▸ **What to do**:
(A) Answer these questions using the banana split cake recipe, one answer per line and marked the same way:
(i) What oven temperature does the recipe give?
(ii) How long are the layers baked?
(iii) How far from the top edge is the dam of frosting piped?
(B) Transcribe the stretch of the banana split cake recipe from "This Banana Split Layer Cake Recipe" through "at our steps!" word for word.
(C) Pick up the banana split cake recipe after its final sentence and continue writing it.

** Document extract follows **

If you love banana cake recipes, you will love this fun twist with so many delicious flavors.

This Banana Split Layer Cake Recipe is the best! Banana Cake Layers are filled with strawberries, pineapple, whipped cream cheese frosting & chocolate. So good!

Inspired by a Banana Split, this ultra moist banana split cake has amazing flavor, with a filling of pineapple, strawberries, whipped cream cheese frosting & chocolate sandwiched between soft and flavorful banana cake layers. 

Whether you are looking for summer cakes or birthday cake ideas, this banana split layer cake is sure to please a crowd.

How to Make a Banana Split Layer Cake

Make sure to check out the full, printable Banana Split Cake recipe card further down in this post. Here is a quick look at our steps!

  • Preheat oven to 350 degrees F, grease and flour three 8x2 inch round pans. You could use two 9 inch pans it you do not have 8 inch pans.
  • In a medium bowl, whisk the dry ingredients: cake flour, baking powder, baking soda and salt for 30 seconds, set aside.
  • In another bowl, add the wet ingredients: buttermilk, vanilla and mashed bananas.  Blend and set aside.
  • In the bowl of your mixer, add the slightly softened butter and mix at medium speed until smooth. Gradually add the sugar and continue to mix on medium speed for 3 to 5 minutes until lightened in color and fluffy. 
  • Add the eggs one at a time mixing until the yellow of the yolk disappears.
  • With the mixer on low speed, alternately add the flour mixture and buttermilk mixture, beginning and ending with the dry ingredients (3 additions of dry ingredients and 2 of liquid.)  Mix just until well blended- be careful not to over-mix.
  • Pour batter into prepared pans and bake for 25 to 30 minutes.  Cake is done with a toothpick comes out clean or with just a few crumbs attached.  Cool in pans 5 to 10 minutes on a cooling rack before turning out.

Assembly

In addition to our banana cake layers, the stars of todays cake are our luscious whipped cream cheese frosting, drained, crushed pineapple, sliced strawberries, and decadent dark chocolate ganache. With this amazing combination of flavors, you can't go wrong.

Banana Split Cake filling ingredients.

To assemble the cake, place the first cake layer on your pedestal or cake base. 

Next, spread with a layer of the whipped cream cheese frosting. This frosting recipe is SO good and has a light, luscious consistency that is similar to whipped cream, but is more stable. Here's a closeup!

I like to pipe a dam of frosting around the top edge of the cake (about ½ inch from the edge) before filling with fruit to help keep everything contained.

Spread the *drained*, crushed pineapple and strawberry slices on top. 

Banana Split Layer Cake Recipe- This recipe is the best!

Next, drizzle with a little of the chocolate ganache. (I drizzle my ganache by spooning it into a disposable piping bag with the tip snipped away so that I have more control.)

Add the next banana cake layer and repeat the steps for filling, finishing with the third layer of banana cake.

Fill in any gaps between the cake layers with frosting (I use a piping bag with the tip snipped away for this) and frost with the remaining whipped cream cheese frosting.

Decorating the Banana Split Cake

For a smooth finish, I spread on the frosting with an offset spatula, then smooth over it with a bench scraper.

If you still want it smoother, you can freeze the frosted cake tier for about 15 minutes to firm things up, and the go over it once more with a heated bench scraper, adding fresh frosting as needed. This is often referred to as the hot knife method of smoothing.

** End of Document extract **
** Material shown follows **

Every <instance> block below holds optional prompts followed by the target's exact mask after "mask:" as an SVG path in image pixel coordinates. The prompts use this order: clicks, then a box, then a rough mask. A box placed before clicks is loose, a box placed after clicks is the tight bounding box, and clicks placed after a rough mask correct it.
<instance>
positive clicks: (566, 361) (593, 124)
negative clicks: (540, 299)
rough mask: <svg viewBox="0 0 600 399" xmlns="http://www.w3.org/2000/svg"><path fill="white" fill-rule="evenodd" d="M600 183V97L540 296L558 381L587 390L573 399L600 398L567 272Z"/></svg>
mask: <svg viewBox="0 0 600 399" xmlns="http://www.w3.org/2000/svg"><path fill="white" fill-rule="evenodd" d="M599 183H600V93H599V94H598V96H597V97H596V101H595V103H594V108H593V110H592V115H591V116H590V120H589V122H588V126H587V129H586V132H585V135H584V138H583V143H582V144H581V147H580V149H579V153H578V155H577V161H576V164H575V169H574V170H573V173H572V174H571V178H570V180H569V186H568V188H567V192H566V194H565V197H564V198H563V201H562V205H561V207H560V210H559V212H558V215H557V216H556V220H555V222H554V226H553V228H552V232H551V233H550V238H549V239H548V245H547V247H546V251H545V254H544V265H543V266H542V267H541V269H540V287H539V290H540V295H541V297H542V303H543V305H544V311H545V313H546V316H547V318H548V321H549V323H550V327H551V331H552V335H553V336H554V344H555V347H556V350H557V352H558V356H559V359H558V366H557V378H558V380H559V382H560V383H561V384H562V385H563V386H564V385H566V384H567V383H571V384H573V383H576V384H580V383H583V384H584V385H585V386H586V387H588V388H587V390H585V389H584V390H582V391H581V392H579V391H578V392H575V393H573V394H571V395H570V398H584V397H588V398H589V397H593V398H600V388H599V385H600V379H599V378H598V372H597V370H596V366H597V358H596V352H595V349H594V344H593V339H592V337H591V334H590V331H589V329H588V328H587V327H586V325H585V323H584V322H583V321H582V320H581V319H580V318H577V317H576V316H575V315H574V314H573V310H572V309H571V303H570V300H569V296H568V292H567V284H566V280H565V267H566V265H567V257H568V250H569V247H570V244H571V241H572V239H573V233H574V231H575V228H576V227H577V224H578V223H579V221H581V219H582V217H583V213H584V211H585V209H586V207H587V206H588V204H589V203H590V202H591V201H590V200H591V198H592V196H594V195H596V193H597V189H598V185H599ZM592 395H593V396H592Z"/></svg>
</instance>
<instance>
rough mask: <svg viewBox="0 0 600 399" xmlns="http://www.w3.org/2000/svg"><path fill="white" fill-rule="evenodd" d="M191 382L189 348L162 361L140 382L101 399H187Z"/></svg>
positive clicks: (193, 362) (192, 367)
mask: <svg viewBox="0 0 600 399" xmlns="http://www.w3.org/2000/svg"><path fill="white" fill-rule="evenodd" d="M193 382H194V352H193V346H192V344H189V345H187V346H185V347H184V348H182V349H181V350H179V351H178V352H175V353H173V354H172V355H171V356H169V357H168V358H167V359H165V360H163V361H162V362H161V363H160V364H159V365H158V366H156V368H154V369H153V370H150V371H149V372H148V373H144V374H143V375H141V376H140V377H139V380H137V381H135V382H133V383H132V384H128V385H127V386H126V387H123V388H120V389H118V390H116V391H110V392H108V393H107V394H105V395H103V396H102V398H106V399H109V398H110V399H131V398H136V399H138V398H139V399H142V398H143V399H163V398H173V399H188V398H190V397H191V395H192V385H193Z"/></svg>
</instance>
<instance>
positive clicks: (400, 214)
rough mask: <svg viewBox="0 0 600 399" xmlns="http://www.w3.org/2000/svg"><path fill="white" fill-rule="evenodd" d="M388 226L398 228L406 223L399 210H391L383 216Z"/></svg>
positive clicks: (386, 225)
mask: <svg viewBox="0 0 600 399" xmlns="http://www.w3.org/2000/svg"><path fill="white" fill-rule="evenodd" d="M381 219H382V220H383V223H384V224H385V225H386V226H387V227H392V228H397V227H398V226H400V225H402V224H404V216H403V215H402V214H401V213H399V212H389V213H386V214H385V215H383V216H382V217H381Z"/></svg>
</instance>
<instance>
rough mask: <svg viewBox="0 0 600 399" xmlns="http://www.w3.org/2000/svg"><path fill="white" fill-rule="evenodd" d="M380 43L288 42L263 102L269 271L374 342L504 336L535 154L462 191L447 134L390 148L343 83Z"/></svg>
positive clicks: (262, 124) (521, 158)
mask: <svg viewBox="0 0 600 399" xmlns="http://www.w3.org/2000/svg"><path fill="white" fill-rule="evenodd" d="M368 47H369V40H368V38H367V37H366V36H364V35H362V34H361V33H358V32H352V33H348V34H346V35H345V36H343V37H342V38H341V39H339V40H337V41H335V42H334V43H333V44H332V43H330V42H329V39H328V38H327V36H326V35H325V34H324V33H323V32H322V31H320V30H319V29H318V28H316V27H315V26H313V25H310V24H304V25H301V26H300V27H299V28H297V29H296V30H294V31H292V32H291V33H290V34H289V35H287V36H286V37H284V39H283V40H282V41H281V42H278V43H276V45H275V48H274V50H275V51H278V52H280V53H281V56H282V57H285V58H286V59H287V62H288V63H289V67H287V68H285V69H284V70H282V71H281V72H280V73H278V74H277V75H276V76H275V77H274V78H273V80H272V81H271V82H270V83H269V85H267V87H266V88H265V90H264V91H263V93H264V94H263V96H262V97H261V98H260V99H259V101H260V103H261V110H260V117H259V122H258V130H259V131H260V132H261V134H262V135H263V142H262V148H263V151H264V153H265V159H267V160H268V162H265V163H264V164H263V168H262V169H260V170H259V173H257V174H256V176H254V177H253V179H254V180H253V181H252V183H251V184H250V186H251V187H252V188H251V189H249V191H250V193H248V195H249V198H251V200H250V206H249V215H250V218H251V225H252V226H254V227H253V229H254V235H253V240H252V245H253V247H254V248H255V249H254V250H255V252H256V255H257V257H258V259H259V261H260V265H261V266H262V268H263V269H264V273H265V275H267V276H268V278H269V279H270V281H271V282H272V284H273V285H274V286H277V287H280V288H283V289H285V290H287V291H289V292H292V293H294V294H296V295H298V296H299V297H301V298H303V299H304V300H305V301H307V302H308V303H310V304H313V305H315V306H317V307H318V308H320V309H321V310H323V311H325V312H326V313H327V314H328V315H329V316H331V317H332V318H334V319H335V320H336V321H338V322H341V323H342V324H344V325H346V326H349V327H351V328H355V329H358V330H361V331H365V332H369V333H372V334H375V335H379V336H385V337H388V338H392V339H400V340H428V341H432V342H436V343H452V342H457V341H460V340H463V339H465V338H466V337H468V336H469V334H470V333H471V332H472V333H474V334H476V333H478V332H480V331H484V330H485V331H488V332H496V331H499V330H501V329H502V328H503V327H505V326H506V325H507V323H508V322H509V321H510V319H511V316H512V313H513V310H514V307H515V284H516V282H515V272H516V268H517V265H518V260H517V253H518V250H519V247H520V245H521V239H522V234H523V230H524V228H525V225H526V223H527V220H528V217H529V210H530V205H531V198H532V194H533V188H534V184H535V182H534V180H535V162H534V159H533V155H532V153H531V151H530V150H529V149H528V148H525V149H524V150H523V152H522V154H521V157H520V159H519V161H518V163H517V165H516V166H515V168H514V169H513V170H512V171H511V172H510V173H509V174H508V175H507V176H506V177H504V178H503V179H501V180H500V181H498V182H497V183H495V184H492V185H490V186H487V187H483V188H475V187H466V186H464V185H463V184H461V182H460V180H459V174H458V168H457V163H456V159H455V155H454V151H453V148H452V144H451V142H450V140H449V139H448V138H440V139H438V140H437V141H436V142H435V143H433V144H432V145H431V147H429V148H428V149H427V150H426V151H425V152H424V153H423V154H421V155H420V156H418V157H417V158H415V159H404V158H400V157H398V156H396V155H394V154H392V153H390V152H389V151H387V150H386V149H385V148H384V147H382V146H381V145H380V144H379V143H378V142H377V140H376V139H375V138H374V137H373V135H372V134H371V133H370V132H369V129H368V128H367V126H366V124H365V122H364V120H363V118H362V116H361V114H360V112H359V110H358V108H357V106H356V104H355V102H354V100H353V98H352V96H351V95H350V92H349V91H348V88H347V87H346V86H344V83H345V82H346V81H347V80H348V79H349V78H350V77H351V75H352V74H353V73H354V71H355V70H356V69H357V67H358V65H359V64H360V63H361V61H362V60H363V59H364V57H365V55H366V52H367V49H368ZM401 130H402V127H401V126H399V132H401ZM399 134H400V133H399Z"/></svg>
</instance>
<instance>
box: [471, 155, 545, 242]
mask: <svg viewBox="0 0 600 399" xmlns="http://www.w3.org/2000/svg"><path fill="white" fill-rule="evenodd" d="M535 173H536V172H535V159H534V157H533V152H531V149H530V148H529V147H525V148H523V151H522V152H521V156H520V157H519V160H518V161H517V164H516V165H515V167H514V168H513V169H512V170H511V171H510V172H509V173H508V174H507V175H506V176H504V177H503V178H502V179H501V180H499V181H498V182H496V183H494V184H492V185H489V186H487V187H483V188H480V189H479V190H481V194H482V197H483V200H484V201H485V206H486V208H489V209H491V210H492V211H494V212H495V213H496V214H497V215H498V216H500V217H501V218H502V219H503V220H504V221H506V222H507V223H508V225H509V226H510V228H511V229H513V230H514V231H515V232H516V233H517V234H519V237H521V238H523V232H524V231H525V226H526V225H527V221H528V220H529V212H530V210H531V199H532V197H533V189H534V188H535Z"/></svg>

** End of Material shown **
** Material shown follows **

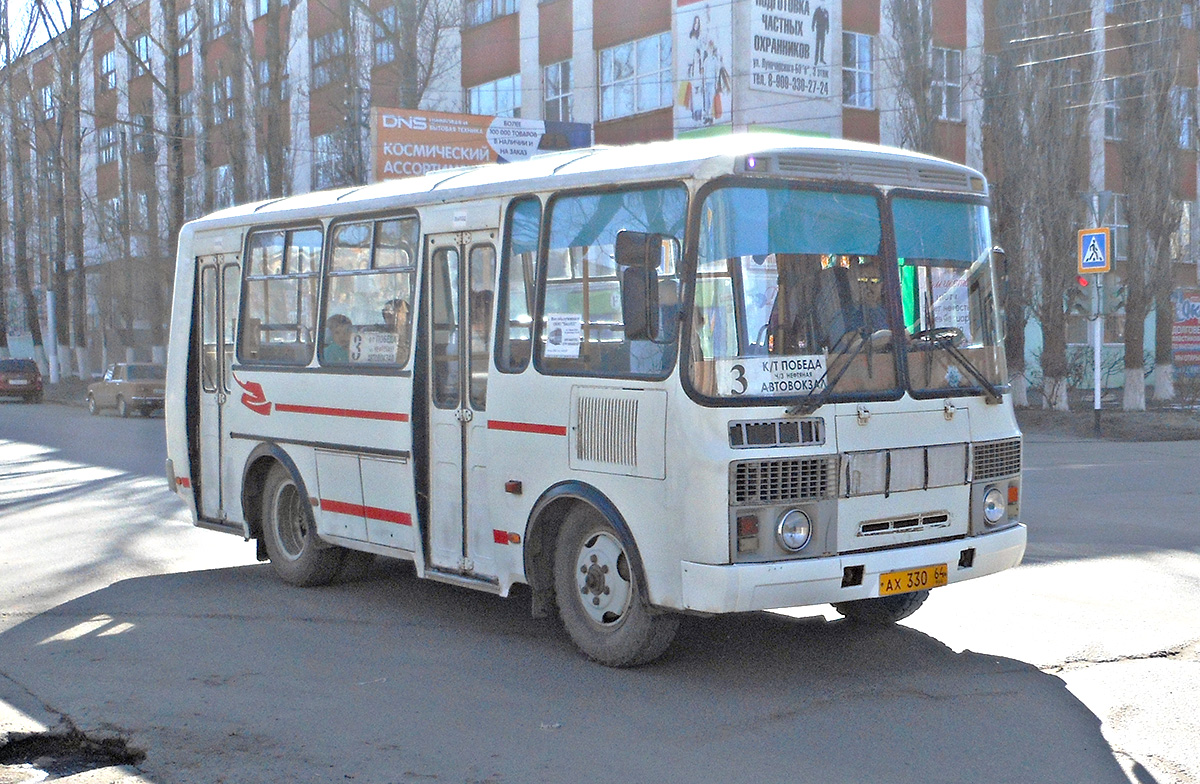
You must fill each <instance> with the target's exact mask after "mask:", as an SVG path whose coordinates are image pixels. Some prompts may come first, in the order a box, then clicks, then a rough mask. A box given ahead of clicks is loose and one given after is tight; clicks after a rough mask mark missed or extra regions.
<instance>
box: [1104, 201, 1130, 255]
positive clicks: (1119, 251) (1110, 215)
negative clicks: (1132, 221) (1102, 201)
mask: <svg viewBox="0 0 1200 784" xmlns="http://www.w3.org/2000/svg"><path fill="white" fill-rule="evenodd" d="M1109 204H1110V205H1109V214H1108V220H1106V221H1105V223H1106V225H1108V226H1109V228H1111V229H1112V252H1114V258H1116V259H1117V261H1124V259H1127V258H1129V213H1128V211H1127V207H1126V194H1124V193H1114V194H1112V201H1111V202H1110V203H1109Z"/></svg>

** End of Material shown **
** Material shown follows **

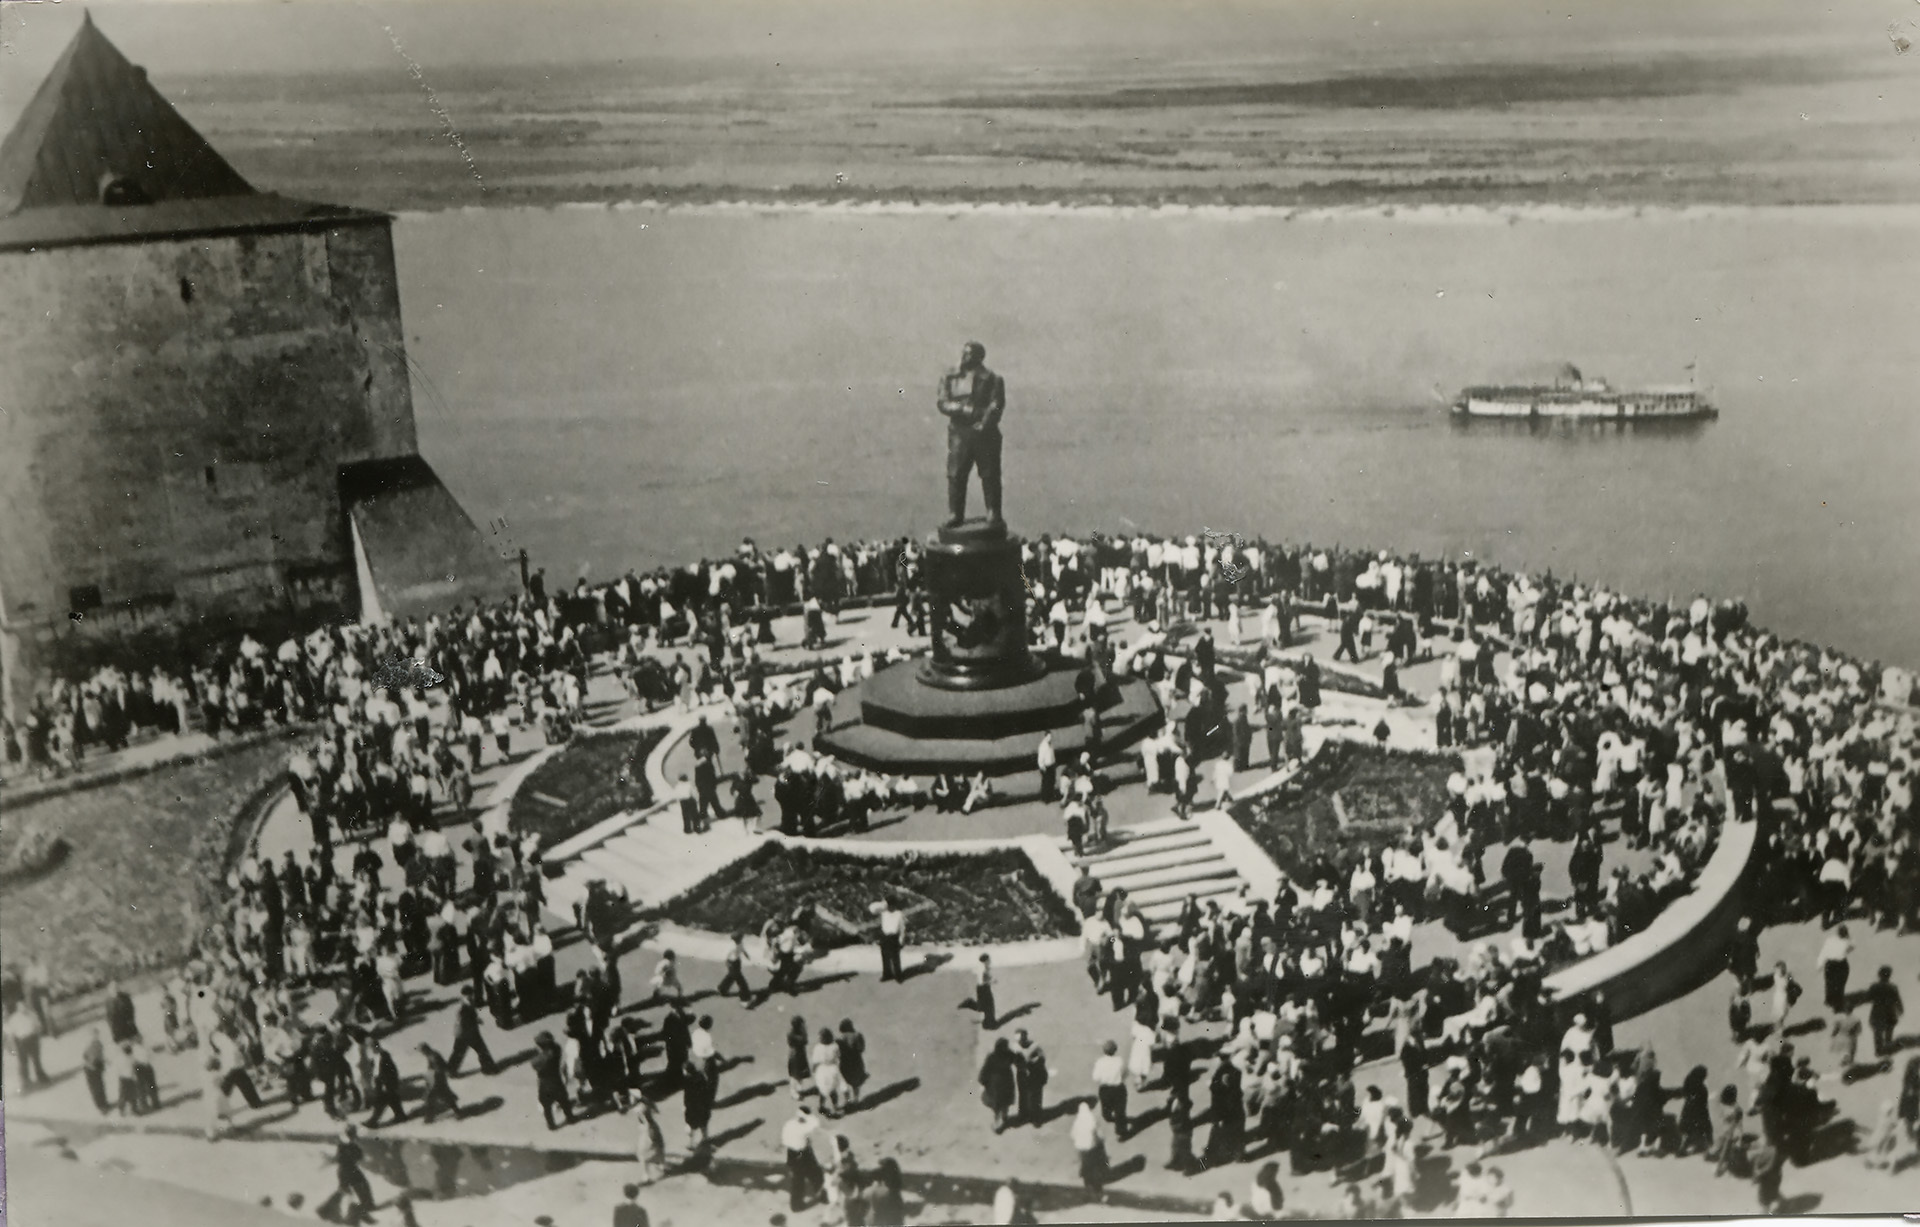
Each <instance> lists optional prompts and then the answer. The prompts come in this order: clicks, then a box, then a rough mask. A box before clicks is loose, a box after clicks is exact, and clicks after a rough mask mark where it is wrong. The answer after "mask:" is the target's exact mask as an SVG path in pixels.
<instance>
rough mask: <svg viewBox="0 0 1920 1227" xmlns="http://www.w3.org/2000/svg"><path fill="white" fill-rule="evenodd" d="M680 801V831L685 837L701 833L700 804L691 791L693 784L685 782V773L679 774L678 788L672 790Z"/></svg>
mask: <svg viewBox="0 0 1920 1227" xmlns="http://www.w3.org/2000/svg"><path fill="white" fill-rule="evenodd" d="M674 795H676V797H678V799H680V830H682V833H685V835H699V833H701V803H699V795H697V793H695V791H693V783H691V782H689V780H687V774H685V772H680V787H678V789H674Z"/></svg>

** End of Material shown **

▸ **Answers by item**:
(A)
(i) 350 degrees F
(ii) 25 to 30 minutes
(iii) About ½ inch

(B)
This Banana Split Layer Cake Recipe is the best! Banana Cake Layers are filled with strawberries, pineapple, whipped cream cheese frosting & chocolate. So good!

Inspired by a Banana Split, this ultra moist banana split cake has amazing flavor, with a filling of pineapple, strawberries, whipped cream cheese frosting & chocolate sandwiched between soft and flavorful banana cake layers. 

Whether you are looking for summer cakes or birthday cake ideas, this banana split layer cake is sure to please a crowd.

How to Make a Banana Split Layer Cake

Make sure to check out the full, printable Banana Split Cake recipe card further down in this post. Here is a quick look at our steps!

(C)
Adding the Ganache Drip

Finally, add the ganache drip! We used a dark chocolate ganache drip (equal parts chocolate & heavy cream by weight), heated in the microwave in small increments until melted and smooth.

Consistency of Ganache: If the ganache is too runny, allow to cool a few more minutes. If it is too thick, it needs do be warmed a bit more (just a few seconds at a time in the microwave).

You can find lots of great information on making and applying a ganache drip in our Ganache Drip Tutorial.

We applied our ganache using a disposable piping bag, but you could also simply spoon it over the cake, just as with our Easy Boston Cream Pie!

Banana Split Cake with Ganache, assembly.

As a final touch, I used an 8B french tip to pipe cream cheese frosting around the top and added maraschino cherries! I love the look!

*We did not use nuts in this cake but some banana splits do have either pecans or peanuts- if you'd like another layer of flavor, you can sprinkle some on top or in the filling!

This Banana Split Layer Cake recipe is the best! This is the perfect summertime cake!

Recipe FAQs

Yes, because of the fruit, cream, and cream cheese, this cake should be refrigerated (in an airtight container, under a cake dome, or sealed in a bakery box).

However, for the very best flavor and texture, remove the cake from the refrigerator a couple of hours before serving. This will allow time for the cake to warm and soften.

Yes, just as with the majority of our cakes from Italian Cream Cake to lemon cake, white velvet cake and more, these cake layers freeze beautifully.

Allow the baked banana cake layers to cool until slightly warm (or room temperature), and the wrap each layer individually in plastic wrap followed by aluminum foil. For added support you can place each layer on a foil wrapped cake board if you'd like. They will stay fresh in the freezer for up to three months!

To thaw, move the wrapped, frozen cake layers to the kitchen counter. Remove the wrapping after 30-45 minutes or so. Then, continue to warm to desired amount for decorating. (Some decorators prefer to assemble their cakes while the layers are still partially frozen as they are less fragile.)

Using buttermilk rather than regular milk adds a boost of acidity to the cake batter. This softens the strands of gluten, which makes for a softer, more tender cake. Our vanilla buttermilk cake, buttermilk pound cake, and key lime pound cake are just a few more examples of delicious buttermilk cake recipes!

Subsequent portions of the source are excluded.